● Text section:
______
And we apply that to figures like Hitler or Stalin, and we think, Okay, what happened with Hitler was that he was suddenly defeated by a war. Of course he was defeated by a war, but he did some dramatic and violent things to come to power, but his coming to power also involved a million banalities. It involved a million assimilations, a million changes of what we think of as normal. And it’s our ability to make things normal and abnormal which is so terrifying. It’s like an animal instinct on our part: We can tell what the power wants us to do, and if we don’t think about it, we then do it. In authoritarian conditions, this means that we realize, Oh, the law doesn’t really apply anymore. That means my neighbor could have denounced me for anything, and so I better denounce my neighbor first. And before you know it, you’re in a completely different society, and the banality here is that instead of just walking down the street thinking about your own stuff, you’re thinking, Wait a minute, which of my neighbors is going to denounce me?
Americans think all the time about getting their kids into the right school. What happens in an authoritarian country is that all of that access to social mobility becomes determined by obedience. And as a parent, suddenly you realize you have to be publicly loyal all the time, because one little black mark against you ruins your child’s future. And that’s the banality right there. In Russia, everybody lives like that, because any little thing you do wrong, and your kid has no chance. They get thrown out of school; they can’t go to university.
We don’t imagine how a regime change is going to be at the dinner table. The regime change is going to be on the sidewalk. It’s going to be in your whole life. It’s not going to be some external thing. It’s not like this strongman is just going to be some bad person in the White House, and then eventually the good guys will come and knock him out. When the regime changes, you change and you adapt, and you look around as everyone else is adapting and you realize, Well, everyone else adapting is a new reality for me, and I’m probably going to have to adapt too. Trump wants to be a strongman. He’s already tried a ​​ coup d’état. He makes it clear that he wants to be a different regime. And so if you vote him in, you’re basically saying, “Okay, strongman, tell me how to adapt.”
______
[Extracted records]
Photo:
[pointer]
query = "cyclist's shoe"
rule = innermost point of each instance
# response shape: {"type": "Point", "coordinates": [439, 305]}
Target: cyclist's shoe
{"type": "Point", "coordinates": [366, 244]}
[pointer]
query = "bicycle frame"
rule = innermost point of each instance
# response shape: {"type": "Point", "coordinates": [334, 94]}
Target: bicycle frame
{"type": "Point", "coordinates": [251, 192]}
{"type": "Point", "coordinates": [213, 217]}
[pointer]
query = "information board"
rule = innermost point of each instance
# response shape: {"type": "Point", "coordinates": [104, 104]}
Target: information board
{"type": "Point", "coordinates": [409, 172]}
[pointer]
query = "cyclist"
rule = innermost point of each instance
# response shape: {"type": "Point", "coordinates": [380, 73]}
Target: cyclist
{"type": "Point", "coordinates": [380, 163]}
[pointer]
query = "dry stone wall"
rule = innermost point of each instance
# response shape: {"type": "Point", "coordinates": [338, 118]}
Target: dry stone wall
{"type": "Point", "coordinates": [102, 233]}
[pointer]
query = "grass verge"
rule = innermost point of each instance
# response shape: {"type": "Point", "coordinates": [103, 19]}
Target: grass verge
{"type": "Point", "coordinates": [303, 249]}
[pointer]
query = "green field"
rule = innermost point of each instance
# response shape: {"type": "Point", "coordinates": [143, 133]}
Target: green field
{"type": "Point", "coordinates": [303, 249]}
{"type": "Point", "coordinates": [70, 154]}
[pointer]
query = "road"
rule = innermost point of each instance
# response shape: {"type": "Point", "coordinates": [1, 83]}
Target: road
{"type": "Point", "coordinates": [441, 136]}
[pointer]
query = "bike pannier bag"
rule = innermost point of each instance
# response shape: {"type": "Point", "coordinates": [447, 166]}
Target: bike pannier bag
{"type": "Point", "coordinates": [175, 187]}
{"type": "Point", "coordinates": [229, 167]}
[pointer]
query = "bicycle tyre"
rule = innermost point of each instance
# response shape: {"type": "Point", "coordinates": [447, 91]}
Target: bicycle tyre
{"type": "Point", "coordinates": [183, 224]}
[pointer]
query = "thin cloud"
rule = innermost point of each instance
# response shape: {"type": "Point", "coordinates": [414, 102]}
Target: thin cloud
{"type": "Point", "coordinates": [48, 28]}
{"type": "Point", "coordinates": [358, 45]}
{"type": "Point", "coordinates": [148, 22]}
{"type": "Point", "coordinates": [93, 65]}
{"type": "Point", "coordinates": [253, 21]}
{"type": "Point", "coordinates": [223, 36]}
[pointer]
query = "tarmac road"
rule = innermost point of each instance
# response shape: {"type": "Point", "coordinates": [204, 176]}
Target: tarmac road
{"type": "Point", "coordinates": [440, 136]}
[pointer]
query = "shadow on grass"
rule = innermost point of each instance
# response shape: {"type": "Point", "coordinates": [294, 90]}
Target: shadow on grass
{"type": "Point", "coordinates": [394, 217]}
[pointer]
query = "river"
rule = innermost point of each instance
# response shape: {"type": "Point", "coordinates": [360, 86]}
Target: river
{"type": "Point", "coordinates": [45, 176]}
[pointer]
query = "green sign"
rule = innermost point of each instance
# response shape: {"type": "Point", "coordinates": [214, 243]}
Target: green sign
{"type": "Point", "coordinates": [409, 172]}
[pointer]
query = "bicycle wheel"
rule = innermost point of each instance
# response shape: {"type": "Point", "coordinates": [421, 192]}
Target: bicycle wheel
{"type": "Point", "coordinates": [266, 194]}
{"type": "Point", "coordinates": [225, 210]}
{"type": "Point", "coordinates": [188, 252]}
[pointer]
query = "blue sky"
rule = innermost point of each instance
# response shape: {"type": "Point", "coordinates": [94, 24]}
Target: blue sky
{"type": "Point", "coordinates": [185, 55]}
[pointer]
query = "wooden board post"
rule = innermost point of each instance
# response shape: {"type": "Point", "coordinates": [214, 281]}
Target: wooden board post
______
● Set task 1: Output the passage on authoritarian rule word for word, starting at the words "Americans think all" and ending after "go to university.".
● Set task 2: Please sum up the passage on authoritarian rule in two sentences.
You can set the lines aside because none of them is needed here.

● Written solution 1:
Americans think all the time about getting their kids into the right school. What happens in an authoritarian country is that all of that access to social mobility becomes determined by obedience. And as a parent, suddenly you realize you have to be publicly loyal all the time, because one little black mark against you ruins your child’s future. And that’s the banality right there. In Russia, everybody lives like that, because any little thing you do wrong, and your kid has no chance. They get thrown out of school; they can’t go to university.

● Written solution 2: Authoritarian power takes hold not only through dramatic violence but also through countless ordinary shifts in what people accept as normal, such as neighbors denouncing each other first and parents staying publicly loyal so their children can stay in school and reach university, as everyone does in Russia. A regime change reaches into all of daily life as people adapt to others adapting, and voting in Trump, who wants to be a strongman and has already tried a coup d'état, amounts to asking him how to adapt.